(Rows from a collection)

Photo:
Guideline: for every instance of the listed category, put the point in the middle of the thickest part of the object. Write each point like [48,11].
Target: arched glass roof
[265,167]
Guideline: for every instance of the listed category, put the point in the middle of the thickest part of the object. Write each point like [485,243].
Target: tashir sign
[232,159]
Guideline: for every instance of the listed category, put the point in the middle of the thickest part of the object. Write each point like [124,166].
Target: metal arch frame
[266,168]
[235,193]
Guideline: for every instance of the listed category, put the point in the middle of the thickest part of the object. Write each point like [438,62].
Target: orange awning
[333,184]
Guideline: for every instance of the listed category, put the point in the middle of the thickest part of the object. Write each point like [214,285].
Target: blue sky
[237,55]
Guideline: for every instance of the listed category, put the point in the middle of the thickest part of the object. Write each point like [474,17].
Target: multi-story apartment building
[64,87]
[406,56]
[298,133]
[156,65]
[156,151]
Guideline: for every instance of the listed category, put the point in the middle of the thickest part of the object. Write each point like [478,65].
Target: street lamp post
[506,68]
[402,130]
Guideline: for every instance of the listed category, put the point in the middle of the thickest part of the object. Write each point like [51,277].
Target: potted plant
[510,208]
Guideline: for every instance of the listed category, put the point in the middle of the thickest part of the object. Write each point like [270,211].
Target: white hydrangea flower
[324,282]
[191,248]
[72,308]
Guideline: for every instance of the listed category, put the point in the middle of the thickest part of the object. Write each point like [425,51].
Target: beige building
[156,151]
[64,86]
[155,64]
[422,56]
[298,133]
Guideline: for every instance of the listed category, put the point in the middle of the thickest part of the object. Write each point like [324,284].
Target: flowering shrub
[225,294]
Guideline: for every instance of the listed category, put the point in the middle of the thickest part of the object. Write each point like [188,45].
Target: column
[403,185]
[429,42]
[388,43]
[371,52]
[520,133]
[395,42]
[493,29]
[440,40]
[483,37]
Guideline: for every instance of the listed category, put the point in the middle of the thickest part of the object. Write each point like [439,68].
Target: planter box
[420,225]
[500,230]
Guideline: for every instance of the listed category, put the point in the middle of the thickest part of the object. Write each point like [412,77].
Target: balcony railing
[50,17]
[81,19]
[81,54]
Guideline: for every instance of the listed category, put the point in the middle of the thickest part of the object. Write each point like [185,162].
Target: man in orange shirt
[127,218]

What is expected
Extract every line from all of the rows above and reproduce each one without any change.

Exercise answer
Photo:
Guideline: for every instance of the listed category, put the point in the middle of the thickest part of the object. Write each point like [48,11].
Target: arched glass roof
[265,167]
Guideline: for every instance of the listed category, put the point in the middle of the thickest part of the object. Write each point like [485,243].
Target: tashir sign
[232,159]
Guideline: for every instance of the listed category, put the point in the middle of the thickest part of the object. Write each point like [124,166].
Target: metal arch frame
[266,168]
[235,193]
Guideline: for every instance of the listed category, put the point in the middle of the thickest part of the object. Write each point like [438,62].
Target: orange awning
[333,184]
Guideline: for every instance of the listed category, put the point in the middle of the thickest part of the object. Write each point like [214,285].
Target: blue sky
[237,55]
Guideline: for every instance of the listed category, put the point in the middle of the thickest part of the object. Write each point like [474,17].
Target: multi-story apartment building
[64,87]
[406,56]
[298,133]
[156,65]
[156,151]
Guideline: for every instance of the listed category, put the point in the middle of the thickest part of the object. Write each point like [478,65].
Target: street lamp post
[506,68]
[402,130]
Guideline: for every instance of the listed category, put the point in the middle of the thickest part of the object. Write each point like [51,277].
Target: potted plant
[510,208]
Guideline: for every instance of the listed category, put the point in the middle of the thickest part of the object. Write each point like [270,211].
Target: white hydrangea flower
[324,282]
[191,248]
[72,308]
Guideline: for every instance of the listed category, put the point in the middle of the thickest part of the object. Write each point like [425,51].
Target: beige building
[156,151]
[64,86]
[155,64]
[422,56]
[298,133]
Guideline: for every instance of the listed category, put the point in the middle of the thickest part of the object. Write each point like [324,284].
Target: flowering shrub
[225,294]
Guideline: for every instance of the listed category, put the point in the middle of the thickest part of the object. Write each point like [188,45].
Target: column
[403,185]
[429,42]
[388,43]
[371,52]
[520,133]
[395,42]
[493,29]
[440,40]
[483,37]
Guideline: for every instance of the listed category, put the point in the middle of the thickest part of the object. Write each point like [439,68].
Target: planter box
[420,225]
[500,230]
Guideline: for every instance of the listed category, put the point in the middle of the thickest part of the object. Write each point like [412,77].
Target: balcony railing
[50,17]
[81,19]
[81,54]
Guideline: for every instance of the listed category, put the point in the middle of the thickest part of the object. Write each point like [185,162].
Target: man in orange shirt
[127,218]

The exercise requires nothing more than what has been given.